• YOUR OBJECTIVE
Count how many lines in the items below contain the string "blue", matching case exactly. Reply with that number alone.

——

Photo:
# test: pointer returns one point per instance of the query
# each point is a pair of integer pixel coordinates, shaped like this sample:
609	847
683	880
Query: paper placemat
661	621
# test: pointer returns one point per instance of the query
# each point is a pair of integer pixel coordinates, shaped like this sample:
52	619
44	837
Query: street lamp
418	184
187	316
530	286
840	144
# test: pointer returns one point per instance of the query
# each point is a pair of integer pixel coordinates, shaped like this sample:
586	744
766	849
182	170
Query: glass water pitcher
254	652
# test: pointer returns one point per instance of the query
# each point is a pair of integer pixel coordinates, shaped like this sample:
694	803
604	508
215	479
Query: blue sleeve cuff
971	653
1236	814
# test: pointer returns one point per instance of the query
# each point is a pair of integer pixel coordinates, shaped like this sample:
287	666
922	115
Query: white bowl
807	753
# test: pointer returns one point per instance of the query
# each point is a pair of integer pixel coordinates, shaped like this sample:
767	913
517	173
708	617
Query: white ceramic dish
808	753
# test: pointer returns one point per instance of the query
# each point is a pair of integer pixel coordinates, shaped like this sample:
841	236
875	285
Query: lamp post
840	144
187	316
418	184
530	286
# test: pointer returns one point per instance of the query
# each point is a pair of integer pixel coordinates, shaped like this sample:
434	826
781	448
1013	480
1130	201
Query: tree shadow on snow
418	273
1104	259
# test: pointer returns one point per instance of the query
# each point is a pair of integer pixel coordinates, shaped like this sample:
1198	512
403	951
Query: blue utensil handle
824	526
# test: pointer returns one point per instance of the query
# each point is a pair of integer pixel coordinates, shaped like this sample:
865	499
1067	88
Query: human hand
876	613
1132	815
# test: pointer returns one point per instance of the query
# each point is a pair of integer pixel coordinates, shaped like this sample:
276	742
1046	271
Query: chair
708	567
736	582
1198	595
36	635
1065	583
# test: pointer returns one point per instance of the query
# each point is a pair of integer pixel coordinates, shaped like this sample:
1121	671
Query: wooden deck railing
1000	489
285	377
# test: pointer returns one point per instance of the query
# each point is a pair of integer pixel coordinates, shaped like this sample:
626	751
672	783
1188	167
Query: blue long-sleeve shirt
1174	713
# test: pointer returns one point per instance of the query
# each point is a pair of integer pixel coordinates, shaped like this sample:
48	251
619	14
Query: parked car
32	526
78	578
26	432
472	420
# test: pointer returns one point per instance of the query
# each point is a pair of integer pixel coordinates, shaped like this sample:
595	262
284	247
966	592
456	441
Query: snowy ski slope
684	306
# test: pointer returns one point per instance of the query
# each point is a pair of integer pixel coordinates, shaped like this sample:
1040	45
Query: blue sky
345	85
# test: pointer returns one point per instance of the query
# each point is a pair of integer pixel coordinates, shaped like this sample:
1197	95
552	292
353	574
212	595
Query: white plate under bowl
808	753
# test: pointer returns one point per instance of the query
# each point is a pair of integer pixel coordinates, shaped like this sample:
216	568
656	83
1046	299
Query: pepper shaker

——

• PROBLEM SOLUTION
4